# SELECTED EXTRACT

Last year, however, I got a gift neither of us expected.
It all started last November when our neighbor, Brian, asked if he could store a jewelry armoire at our house. The three-foot-tall, nine-drawered walnut armoire was a Christmas gift for his wife, LaNae. So we put the box in the furthest corner of our storage room and forgot about it.
Fast forward to Christmas Eve. At home for a quiet day, our family was doing typical Christmas-Eve activities: Playing games, wrapping last-minute presents, packing for the next day’s trip “up north.”
I was in the kitchen, assessing the ingredients for our traditional spaghetti-and-garlic-bread Christmas Eve meal, when I remembered the armoire.
“Jay,” I hollered down the stairs, where I’d like to say my husband was hanging the stockings by the chimney with care — but was actually playing a Star Wars Legos videogame with our sons. “Why don’t you pull that armoire out? Brian’s coming by to get it this evening.”
Several minutes later, his answer — “Ah, Jen? You might want to come down here” — sent me flying down the stairs in a mix of apprehension and panic.
And for good reason. When I reached the bottom of the stairs, I saw it: Twenty-five white golf tees were embedded in the cardboard box holding the armoire.
“Who… Did… This?” I stuttered, my hands held over my mouth in disbelief.
My four-year-old smiled proudly. “Look! I made an arrow!” he beamed, pointing at one of the many patterns — including diamonds and smiley faces — engraved dot-to-dot style in the cardboard box.
“No… no… no…” I begged, shaking my head.
“All might not be lost,” Jay interrupted with forced optimism. “There’s got to be Styrofoam in there. Maybe the tees aren’t deep enough to reach the armoire.”

# MATERIAL
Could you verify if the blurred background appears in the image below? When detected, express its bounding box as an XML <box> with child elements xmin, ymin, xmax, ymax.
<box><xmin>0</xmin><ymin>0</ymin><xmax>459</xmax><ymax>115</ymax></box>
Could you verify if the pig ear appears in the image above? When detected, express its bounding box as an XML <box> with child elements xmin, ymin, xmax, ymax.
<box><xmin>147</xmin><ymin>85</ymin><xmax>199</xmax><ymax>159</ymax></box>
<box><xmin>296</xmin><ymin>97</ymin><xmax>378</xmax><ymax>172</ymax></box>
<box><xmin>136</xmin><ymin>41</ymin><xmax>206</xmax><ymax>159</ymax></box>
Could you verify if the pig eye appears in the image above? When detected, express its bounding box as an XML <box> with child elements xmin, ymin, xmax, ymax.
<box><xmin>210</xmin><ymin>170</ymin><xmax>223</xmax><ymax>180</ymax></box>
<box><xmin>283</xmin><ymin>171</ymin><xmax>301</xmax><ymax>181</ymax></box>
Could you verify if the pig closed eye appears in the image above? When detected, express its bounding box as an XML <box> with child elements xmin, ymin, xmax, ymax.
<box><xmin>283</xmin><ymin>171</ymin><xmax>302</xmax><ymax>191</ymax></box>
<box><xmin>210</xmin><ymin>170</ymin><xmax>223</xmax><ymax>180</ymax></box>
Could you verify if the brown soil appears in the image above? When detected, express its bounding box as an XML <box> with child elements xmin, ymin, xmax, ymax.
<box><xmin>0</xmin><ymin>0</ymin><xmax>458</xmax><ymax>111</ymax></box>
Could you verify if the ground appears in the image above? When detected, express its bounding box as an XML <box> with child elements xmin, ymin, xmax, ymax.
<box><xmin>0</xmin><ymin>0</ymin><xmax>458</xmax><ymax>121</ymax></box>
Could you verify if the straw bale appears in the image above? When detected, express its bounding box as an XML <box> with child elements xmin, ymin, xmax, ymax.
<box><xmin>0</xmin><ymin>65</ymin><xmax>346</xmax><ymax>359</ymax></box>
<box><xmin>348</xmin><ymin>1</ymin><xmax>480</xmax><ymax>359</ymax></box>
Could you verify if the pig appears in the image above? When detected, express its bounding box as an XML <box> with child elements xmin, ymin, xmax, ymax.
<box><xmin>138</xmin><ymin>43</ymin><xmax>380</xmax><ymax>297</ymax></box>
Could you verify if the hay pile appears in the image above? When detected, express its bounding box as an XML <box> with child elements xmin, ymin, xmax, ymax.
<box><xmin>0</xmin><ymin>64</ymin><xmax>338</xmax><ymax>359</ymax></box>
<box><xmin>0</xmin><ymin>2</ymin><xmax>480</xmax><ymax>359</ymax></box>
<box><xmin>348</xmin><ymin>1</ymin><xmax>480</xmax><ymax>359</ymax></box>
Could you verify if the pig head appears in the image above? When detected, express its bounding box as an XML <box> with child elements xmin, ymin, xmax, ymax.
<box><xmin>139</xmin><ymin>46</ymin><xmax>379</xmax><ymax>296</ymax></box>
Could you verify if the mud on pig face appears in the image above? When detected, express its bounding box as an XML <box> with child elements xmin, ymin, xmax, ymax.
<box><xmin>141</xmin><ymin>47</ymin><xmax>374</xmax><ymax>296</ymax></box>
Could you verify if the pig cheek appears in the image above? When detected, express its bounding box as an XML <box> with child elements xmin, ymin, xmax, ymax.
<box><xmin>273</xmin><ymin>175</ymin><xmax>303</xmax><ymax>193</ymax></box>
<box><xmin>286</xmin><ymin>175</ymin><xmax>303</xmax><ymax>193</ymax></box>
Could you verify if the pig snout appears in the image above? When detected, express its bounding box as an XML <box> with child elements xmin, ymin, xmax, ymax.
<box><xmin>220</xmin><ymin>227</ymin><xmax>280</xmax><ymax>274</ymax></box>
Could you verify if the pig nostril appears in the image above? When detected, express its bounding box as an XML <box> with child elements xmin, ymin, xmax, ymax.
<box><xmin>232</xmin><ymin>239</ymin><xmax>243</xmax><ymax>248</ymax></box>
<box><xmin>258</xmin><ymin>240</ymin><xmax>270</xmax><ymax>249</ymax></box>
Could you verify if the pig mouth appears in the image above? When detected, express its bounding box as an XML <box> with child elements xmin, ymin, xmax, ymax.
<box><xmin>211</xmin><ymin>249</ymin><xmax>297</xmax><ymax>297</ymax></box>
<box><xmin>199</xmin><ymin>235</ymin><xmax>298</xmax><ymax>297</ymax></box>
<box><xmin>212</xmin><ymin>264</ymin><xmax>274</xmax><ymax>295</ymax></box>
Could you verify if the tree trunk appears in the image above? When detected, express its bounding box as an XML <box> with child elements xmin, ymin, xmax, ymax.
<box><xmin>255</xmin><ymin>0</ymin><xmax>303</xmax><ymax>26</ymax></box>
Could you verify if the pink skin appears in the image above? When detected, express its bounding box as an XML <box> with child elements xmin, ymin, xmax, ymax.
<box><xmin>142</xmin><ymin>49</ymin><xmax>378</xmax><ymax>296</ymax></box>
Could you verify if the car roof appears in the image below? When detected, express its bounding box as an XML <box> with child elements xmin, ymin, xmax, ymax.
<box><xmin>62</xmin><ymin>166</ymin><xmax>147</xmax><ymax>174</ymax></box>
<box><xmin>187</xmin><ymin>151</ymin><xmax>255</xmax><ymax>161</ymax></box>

# JOB 1
Sum up the armoire story in two sentences.
# JOB 2
Reproduce the stretch of rows from the one containing "Could you verify if the car" through the end of the rows.
The text and the rows come from separate, unrelated sources.

# RESULT 1
Last November, neighbor Brian asked to store a walnut jewelry armoire, a Christmas gift for his wife LaNae, at the narrator's house, and the box was put in the storage room and forgotten. On Christmas Eve, when Jay pulled it out because Brian was coming for it, the family found that their four-year-old had embedded twenty-five golf tees in the box in patterns, and Jay suggested that Styrofoam inside might have kept the tees from reaching the armoire.

# RESULT 2
Could you verify if the car roof appears in the image below? When detected, express its bounding box as an XML <box> with child elements xmin, ymin, xmax, ymax.
<box><xmin>62</xmin><ymin>166</ymin><xmax>147</xmax><ymax>174</ymax></box>
<box><xmin>187</xmin><ymin>151</ymin><xmax>255</xmax><ymax>161</ymax></box>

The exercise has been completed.